> Provided text
------

Monday, May 31, 2010

Ship It! - 2.8 Choosing Tools

Be sure your tools use an open format like XML or plain text. It makes integration and reporting easier.

Tip 11: Use the best tool for the job

Tip 12: Use open formats to integrate tools

Never have a vital part of your product cycle (such as the build system) written in a niche or non-core technology, especially if only one developer knows it. Use a technology that anyone in the shop can configure and maintain.

Never let a critical technology (like your build system) be created as a technology experiment. Use a tool designed for builds to create your builds, not the cool new technology that a team member wants to learn. There are plenty of non-critical areas for technology learning to take place. Never create automated tools that run on only one machine. Never hard-code dependencies, such as network drives. Put everything you need in your SCM system, and the network drives become unimportant.

Tip 13: Keep critical path technologies familiar

I must admit I'm a tinkerer and need to be aware of introducing shiny new things at the wrong times. I've also been on the other end of the stick where I had to use a sub-system written in a technology that I wasn't comfortable with. Only the author knew the technology and we ended up using something that more people understood.

Saturday, May 29, 2010

Ship It! - 2.6 Track Features

A new feature in your product refers to added functionality. It’s making your product do something that it didn’t do before. Keep a unified list of your feature requests. Prioritize them, and keep a basic estimate of the time involved to investigate or add the feature. You may also want to keep a list of the top items on your white board for better visibility.

How Do I Get Started?
Same list as with Issue Tracking.

Am I Doing This Right?

do you use this system as a first stop when it's time to generate the next release's feature list?
do you routinely record new product ideas in the system?
do you reject many of the submitted feature requests?
can you generate the last product version's "new feature" list by running a report?
can your stakeholder easily check on a feature's status?

This is an interesting idea and I don't know if it has ever been used on my past projects. Typically, somebody would send a document that said "build this" and we would, no questions asked. I'm wondering what the risks are, if any, of letting your customers have access to the feature list? Do you want to put up your ideas for a super secret project for your customers, and possible competitors, to see?

Friday, May 28, 2010

Ship It! - 2.5 Track Issues

Common questions that an issue tracking system should be able to answer:

what version of the product has the issue?
which customer encountered the issue?
how severe is it?
has the problem been reproduced in-house and by whom?
what was the environment?
what version of the product first exhibited the issue?
in what version was it fixed?
who fixed it?
who verified the fix?

Tip 8: Avoid collective memory loss

How Do I Get Started?

pick an issue tracking system
set up a test system for yourself and learn how to use it
generate a one-page quick-start guide for internal users
start keeping all new issues in this system
move pre-existing issues over to the new system as time permits

Am I Doing This Right?

can you generate a list of top-priority, unaddressed issues? How about second-tier issues?
can you generate a list of last week's fixes?
can your system reference the code that fixed the issue?
do tech leads use the system to generate to-do lists for development?
does your tech support guys know how to get information out of the system?

------

> Data lines
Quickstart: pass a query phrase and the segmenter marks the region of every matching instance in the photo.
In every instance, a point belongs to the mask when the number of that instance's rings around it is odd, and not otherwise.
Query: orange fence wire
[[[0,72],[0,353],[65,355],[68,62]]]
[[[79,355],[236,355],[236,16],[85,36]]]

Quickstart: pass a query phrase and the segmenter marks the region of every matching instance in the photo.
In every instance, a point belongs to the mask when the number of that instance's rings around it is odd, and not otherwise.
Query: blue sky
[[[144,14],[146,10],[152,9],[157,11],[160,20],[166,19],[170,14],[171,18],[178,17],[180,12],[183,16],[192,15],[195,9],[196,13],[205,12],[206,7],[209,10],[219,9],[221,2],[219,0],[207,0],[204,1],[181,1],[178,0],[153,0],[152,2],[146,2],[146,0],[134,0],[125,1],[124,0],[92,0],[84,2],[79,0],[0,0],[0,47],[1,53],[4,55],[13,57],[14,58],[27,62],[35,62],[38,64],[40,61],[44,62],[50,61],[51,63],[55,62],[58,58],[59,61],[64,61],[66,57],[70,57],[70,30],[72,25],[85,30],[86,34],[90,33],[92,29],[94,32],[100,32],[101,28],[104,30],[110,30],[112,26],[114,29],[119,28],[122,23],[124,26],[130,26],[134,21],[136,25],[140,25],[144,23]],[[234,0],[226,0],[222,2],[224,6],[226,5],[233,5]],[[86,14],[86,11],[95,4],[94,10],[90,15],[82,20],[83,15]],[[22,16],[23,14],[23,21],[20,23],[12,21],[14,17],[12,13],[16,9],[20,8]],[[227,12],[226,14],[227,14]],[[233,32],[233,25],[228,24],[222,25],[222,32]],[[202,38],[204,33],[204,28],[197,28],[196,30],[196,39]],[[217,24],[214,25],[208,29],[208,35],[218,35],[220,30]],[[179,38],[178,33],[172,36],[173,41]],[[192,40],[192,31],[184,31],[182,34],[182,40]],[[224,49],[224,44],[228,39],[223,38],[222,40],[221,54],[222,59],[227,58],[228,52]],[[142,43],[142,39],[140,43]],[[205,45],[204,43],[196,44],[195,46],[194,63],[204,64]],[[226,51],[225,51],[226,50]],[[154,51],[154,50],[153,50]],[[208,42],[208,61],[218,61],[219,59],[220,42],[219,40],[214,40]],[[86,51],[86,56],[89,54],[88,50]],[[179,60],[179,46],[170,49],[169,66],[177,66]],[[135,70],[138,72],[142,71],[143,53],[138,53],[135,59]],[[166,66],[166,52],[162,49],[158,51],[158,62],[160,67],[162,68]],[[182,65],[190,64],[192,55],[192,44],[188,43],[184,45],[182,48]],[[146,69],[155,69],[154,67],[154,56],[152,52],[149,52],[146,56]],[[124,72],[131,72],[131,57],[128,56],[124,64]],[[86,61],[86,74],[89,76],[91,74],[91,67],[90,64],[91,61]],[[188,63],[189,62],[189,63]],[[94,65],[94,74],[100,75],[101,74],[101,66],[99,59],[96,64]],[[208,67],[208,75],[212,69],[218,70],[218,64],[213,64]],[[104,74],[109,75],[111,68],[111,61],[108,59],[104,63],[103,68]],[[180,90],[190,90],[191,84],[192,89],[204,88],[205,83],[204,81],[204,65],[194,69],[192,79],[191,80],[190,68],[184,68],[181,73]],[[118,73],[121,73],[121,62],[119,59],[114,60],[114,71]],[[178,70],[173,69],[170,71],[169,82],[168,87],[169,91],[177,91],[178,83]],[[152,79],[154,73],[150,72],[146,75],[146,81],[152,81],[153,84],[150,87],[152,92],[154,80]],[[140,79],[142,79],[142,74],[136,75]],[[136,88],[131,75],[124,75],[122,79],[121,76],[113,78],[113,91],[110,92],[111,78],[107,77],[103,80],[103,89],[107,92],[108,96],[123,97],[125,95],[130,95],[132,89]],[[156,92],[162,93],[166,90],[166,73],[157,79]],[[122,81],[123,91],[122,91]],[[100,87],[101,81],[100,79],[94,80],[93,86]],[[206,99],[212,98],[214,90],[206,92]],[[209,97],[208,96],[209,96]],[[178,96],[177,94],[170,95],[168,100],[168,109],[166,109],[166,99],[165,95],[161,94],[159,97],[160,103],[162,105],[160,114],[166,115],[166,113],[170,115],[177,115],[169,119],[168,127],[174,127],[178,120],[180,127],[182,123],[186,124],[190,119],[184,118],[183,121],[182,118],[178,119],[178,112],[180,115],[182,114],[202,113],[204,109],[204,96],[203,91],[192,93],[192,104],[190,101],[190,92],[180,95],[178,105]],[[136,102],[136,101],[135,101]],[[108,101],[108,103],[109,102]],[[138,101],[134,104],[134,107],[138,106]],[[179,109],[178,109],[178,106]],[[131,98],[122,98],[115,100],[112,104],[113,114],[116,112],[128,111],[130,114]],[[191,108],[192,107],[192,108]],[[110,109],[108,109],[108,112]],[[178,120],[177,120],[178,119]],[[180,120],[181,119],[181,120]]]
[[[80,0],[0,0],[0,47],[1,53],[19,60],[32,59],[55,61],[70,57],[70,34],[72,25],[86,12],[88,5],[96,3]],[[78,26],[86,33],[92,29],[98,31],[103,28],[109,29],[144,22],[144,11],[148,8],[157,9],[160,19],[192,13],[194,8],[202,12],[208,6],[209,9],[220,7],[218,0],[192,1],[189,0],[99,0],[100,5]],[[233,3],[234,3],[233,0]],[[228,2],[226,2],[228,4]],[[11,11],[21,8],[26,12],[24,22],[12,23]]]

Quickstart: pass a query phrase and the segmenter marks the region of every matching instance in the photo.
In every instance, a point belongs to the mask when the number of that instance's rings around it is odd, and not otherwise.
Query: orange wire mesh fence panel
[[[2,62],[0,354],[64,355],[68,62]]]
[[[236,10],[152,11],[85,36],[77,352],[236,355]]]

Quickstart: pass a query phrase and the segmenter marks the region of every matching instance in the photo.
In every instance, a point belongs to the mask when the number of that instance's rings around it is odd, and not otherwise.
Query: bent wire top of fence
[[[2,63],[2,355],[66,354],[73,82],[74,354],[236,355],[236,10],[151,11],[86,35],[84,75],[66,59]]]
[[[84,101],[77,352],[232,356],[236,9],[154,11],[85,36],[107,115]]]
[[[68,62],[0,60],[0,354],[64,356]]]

------

> Parts of the exercise
a) According to the blog notes, what number is the tip "Keep critical path technologies familiar"?
b) Give the lines of the records as a JSON list of strings, one string per line with blank lines left out. Begin at the first line of the records and stop after the line that contains "[[[79,355],[236,355],[236,16],[85,36]]]".

> Answers
a) Tip 13.

b)
[
  "Quickstart: pass a query phrase and the segmenter marks the region of every matching instance in the photo.",
  "In every instance, a point belongs to the mask when the number of that instance's rings around it is odd, and not otherwise.",
  "Query: orange fence wire",
  "[[[0,72],[0,353],[65,355],[68,62]]]",
  "[[[79,355],[236,355],[236,16],[85,36]]]"
]